* Begin *
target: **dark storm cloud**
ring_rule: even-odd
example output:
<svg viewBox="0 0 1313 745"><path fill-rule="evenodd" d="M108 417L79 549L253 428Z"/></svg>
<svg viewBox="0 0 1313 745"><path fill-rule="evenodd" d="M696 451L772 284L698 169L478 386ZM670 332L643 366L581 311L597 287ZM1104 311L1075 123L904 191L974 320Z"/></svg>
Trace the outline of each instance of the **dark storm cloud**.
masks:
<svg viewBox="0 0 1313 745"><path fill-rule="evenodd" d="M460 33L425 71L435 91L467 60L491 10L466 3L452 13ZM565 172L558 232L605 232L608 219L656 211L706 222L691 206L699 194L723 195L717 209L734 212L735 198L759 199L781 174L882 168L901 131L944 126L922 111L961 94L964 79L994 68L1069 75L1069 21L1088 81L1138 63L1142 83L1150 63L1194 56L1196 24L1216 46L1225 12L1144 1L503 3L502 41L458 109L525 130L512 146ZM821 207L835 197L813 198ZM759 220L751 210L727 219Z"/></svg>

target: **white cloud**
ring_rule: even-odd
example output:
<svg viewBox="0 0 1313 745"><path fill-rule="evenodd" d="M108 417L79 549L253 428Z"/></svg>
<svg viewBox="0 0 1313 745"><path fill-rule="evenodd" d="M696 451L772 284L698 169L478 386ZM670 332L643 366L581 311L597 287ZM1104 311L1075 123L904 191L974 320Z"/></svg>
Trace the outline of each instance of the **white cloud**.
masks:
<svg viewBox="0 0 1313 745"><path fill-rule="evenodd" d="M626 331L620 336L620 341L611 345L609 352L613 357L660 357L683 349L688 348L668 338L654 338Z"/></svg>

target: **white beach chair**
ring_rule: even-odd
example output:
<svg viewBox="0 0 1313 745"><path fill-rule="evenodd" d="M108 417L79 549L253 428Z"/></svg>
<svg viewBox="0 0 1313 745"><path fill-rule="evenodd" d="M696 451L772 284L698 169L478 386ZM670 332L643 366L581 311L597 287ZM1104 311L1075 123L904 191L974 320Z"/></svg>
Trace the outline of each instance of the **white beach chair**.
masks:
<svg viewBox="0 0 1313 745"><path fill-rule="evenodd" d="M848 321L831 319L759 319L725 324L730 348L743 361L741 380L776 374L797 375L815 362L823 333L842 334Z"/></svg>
* End *
* _PROBLEM STATEMENT_
Reproduce all of the items with every occurrence of "Trace the outline" changed to "Draw the boundary", leaving the rest untouched.

* _CORRECT OUTPUT_
target: **dark storm cloud**
ring_rule: even-odd
example output:
<svg viewBox="0 0 1313 745"><path fill-rule="evenodd" d="M108 417L79 549L253 428Z"/></svg>
<svg viewBox="0 0 1313 745"><path fill-rule="evenodd" d="M696 451L772 284L698 169L478 386ZM670 332L643 366L581 311L597 287ZM1104 311L1075 123L904 191L974 320Z"/></svg>
Draw the boundary of each instance of the **dark storm cloud**.
masks:
<svg viewBox="0 0 1313 745"><path fill-rule="evenodd" d="M460 33L425 71L435 91L467 60L491 10L466 3L452 13ZM565 172L558 232L605 232L608 219L656 211L706 222L691 206L699 194L723 195L717 209L734 212L735 198L759 199L781 174L882 168L901 131L944 126L922 111L961 94L964 79L994 68L1069 75L1069 21L1088 81L1138 63L1142 83L1150 63L1194 56L1196 24L1216 46L1225 12L1144 1L503 3L502 41L458 109L525 130L512 146ZM821 207L835 197L813 198ZM759 220L751 210L727 219Z"/></svg>

target: **white cloud**
ring_rule: even-odd
example output:
<svg viewBox="0 0 1313 745"><path fill-rule="evenodd" d="M108 417L79 549L253 428Z"/></svg>
<svg viewBox="0 0 1313 745"><path fill-rule="evenodd" d="M696 451L772 284L698 169L478 386ZM670 332L643 366L581 311L597 287ZM1104 311L1075 123L904 191L974 320Z"/></svg>
Draw the boundary of each instance of the **white cloud**.
masks:
<svg viewBox="0 0 1313 745"><path fill-rule="evenodd" d="M626 331L620 336L620 341L611 345L609 352L613 357L660 357L683 349L688 348L668 338L654 338Z"/></svg>

target: **white beach chair**
ring_rule: even-odd
example output:
<svg viewBox="0 0 1313 745"><path fill-rule="evenodd" d="M108 417L79 549L253 428Z"/></svg>
<svg viewBox="0 0 1313 745"><path fill-rule="evenodd" d="M696 451L772 284L698 169L478 386ZM670 332L643 366L581 311L597 287ZM1104 311L1075 123L904 191L974 320Z"/></svg>
Draw the boundary of each instance of the **white beach chair**.
masks:
<svg viewBox="0 0 1313 745"><path fill-rule="evenodd" d="M848 321L831 319L759 319L725 324L730 348L743 361L741 380L776 374L797 375L815 362L823 333L842 334Z"/></svg>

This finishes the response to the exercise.